## Assigned task
Where a picture appears, leave it out, and transcribe all the lines below exactly.

· · ·

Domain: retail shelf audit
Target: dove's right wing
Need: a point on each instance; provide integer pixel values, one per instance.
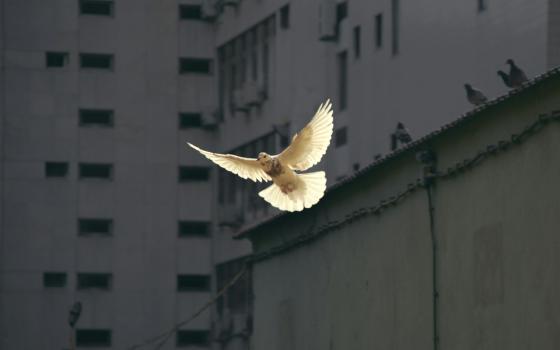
(246, 168)
(310, 144)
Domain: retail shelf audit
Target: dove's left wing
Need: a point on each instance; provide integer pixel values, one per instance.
(245, 168)
(310, 144)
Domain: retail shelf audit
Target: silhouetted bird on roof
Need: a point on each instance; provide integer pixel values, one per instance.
(516, 76)
(476, 97)
(400, 135)
(505, 78)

· · ·

## Problem solution
Domain: retail shelf audit
Target: dove's right wing
Need: a point on each instance; provide integer pixel values, one per instance.
(246, 168)
(310, 144)
Domain: retail shelf audit
Target: dove's left wing
Need: a point on each instance; provide integer pixel values, one per instance.
(245, 168)
(310, 144)
Domain: retail shelf audit
Target: silhouetted bird on roof
Need: a point on each instance; provide integer pixel values, one per instance.
(516, 76)
(476, 97)
(400, 135)
(505, 78)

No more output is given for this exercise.